**Document section:**

>> start

Although the December 2019 amendment was approved by the joint written consent of the Board and the Majority Stockholder, due to an administrative oversight, the Company failed to comply with Section 14(c) of the Exchange Act and Regulation 14C promulgated thereunder with respect to approval of the December 2019 amendment, by not furnishing stockholders with the required notice and Information Statement. Accordingly, on October 16, 2020, the Board and the Majority Stockholder ratified approval of the December 2019 amendment by written consent in lieu of a meeting and included notice of such ratification in this Information Statement.

 

AMENDMENT OF OUR CERTIFICATE OF INCORPORATION TO INCREASE OUR AUTHORIZED COMMON STOCK FROM 187,500,000 TO 400,000,000 SHARES

 

On October 16, 2020, the Board and the Majority Stockholder took action by joint written consent in lieu of a meeting to approve a further amendment to our certificate of incorporation (the “Recapitalization Amendment”) to increase our Common Stock from 187,500,000 shares to 400,000,000 shares, of which 360,000,000 shares will be designated as the Class A Common Stock and 40,000,000 shares will be designated as the Class B Common Stock.

>> end

**Challenge A:** List every share count that appears in the information statement passage.
**Challenge B:** According to the information statement passage, on what date did the Board and the Majority Stockholder ratify approval of the December 2019 amendment?

Some records
>> start

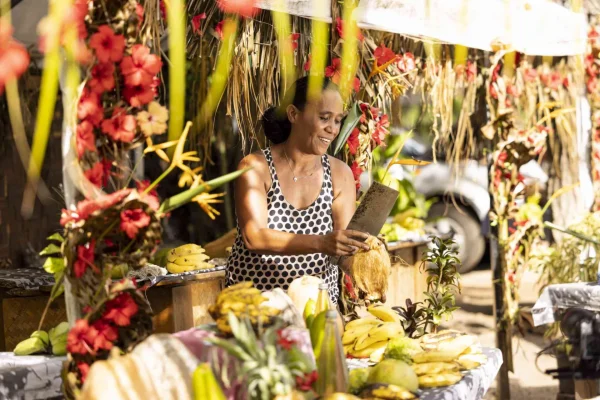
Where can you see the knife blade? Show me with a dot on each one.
(373, 210)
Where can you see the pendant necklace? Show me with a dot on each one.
(292, 169)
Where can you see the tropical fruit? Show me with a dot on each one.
(189, 257)
(394, 372)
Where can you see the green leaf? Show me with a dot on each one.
(54, 265)
(180, 199)
(350, 123)
(57, 237)
(50, 249)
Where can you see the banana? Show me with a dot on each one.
(360, 322)
(185, 250)
(443, 379)
(384, 313)
(30, 346)
(43, 335)
(434, 368)
(367, 351)
(192, 259)
(350, 335)
(385, 331)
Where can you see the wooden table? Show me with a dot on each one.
(179, 302)
(407, 280)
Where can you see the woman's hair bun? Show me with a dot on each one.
(276, 127)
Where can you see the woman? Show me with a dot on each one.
(293, 206)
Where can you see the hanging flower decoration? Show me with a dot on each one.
(592, 69)
(370, 133)
(14, 58)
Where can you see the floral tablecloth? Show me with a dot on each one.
(563, 296)
(30, 377)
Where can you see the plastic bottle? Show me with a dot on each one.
(322, 299)
(331, 363)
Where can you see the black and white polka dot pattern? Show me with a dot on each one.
(269, 272)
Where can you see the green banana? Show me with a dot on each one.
(43, 335)
(30, 346)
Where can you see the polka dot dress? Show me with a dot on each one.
(275, 271)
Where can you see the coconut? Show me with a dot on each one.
(370, 270)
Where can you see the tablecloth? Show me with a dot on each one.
(473, 386)
(563, 296)
(30, 377)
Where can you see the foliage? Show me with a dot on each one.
(441, 265)
(271, 364)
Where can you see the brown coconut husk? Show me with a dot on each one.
(370, 270)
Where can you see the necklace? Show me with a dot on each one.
(292, 169)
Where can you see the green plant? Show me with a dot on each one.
(441, 265)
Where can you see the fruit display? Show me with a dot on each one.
(369, 337)
(189, 257)
(242, 299)
(370, 271)
(41, 342)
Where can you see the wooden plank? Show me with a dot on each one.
(191, 302)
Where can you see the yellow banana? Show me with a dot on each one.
(360, 322)
(385, 331)
(367, 351)
(185, 250)
(192, 259)
(384, 313)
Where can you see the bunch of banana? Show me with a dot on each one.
(368, 337)
(42, 342)
(205, 384)
(189, 257)
(243, 300)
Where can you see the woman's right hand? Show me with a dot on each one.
(343, 243)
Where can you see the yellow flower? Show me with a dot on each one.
(188, 177)
(205, 200)
(153, 121)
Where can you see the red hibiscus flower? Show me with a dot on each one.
(383, 55)
(334, 71)
(141, 67)
(151, 198)
(353, 141)
(339, 26)
(85, 258)
(305, 383)
(283, 341)
(85, 138)
(95, 174)
(243, 8)
(356, 172)
(120, 127)
(133, 220)
(471, 71)
(407, 62)
(530, 75)
(84, 369)
(196, 23)
(294, 38)
(307, 63)
(106, 335)
(121, 309)
(139, 95)
(89, 107)
(107, 45)
(103, 78)
(81, 337)
(356, 84)
(14, 58)
(219, 29)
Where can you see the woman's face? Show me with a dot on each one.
(319, 123)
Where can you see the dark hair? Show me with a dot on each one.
(276, 126)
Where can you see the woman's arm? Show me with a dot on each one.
(251, 208)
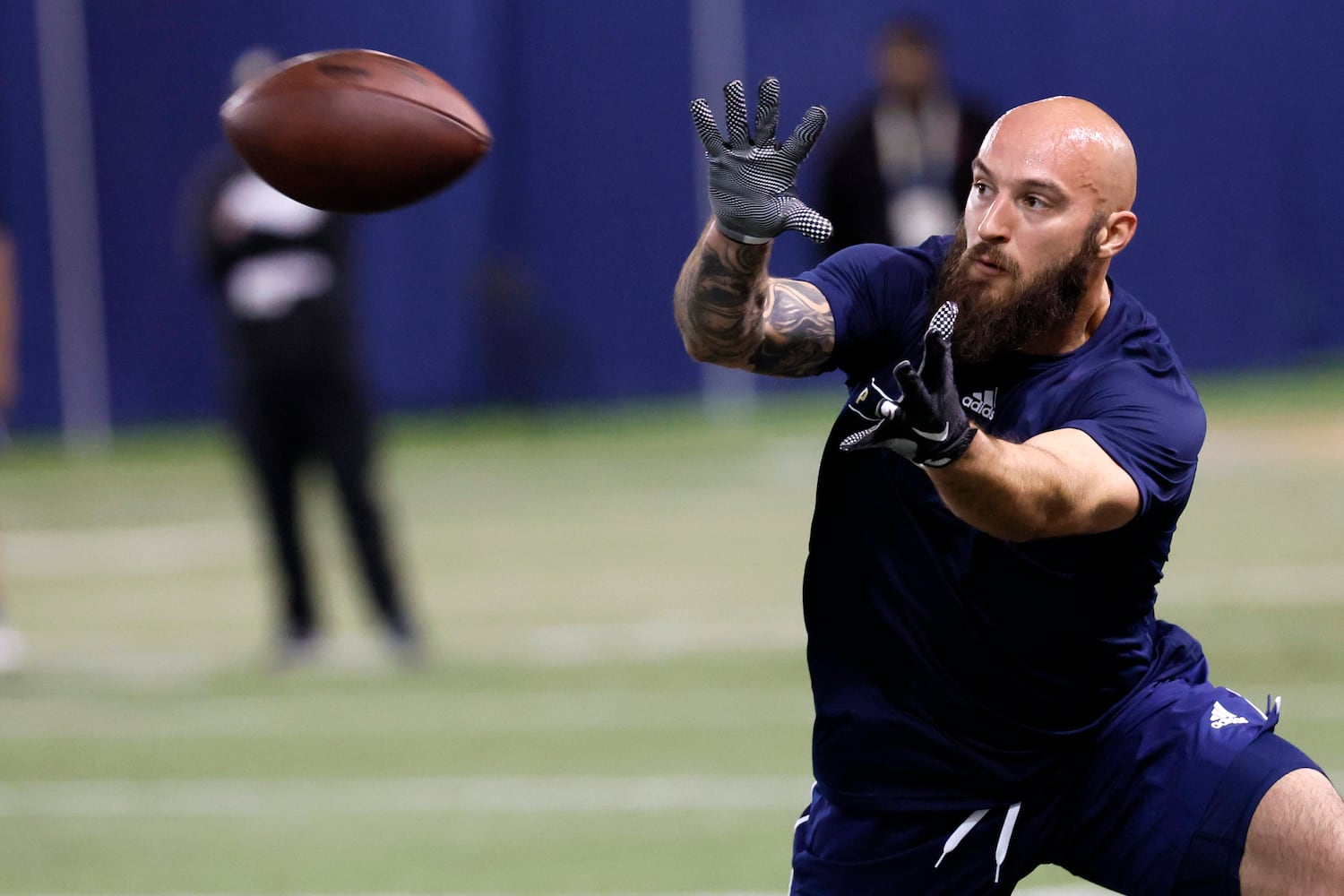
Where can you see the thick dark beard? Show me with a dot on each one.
(988, 327)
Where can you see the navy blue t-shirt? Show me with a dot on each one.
(951, 668)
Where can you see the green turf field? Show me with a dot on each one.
(616, 697)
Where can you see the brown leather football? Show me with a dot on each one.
(354, 131)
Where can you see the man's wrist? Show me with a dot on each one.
(739, 238)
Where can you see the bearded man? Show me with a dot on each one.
(995, 506)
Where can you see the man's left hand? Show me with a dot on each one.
(917, 414)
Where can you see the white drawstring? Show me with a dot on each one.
(962, 829)
(972, 820)
(1004, 836)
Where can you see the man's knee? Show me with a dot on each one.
(1296, 840)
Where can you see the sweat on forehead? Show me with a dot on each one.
(1067, 126)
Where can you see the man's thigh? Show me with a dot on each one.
(1169, 796)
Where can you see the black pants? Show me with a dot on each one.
(287, 424)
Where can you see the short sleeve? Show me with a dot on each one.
(1153, 427)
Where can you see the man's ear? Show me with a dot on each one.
(1116, 233)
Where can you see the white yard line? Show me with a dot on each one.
(1080, 890)
(288, 797)
(108, 716)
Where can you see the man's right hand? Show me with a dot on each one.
(752, 180)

>> end

**Full output A:** 187,500,000; 400,000,000; 360,000,000; 40,000,000

**Full output B:** October 16, 2020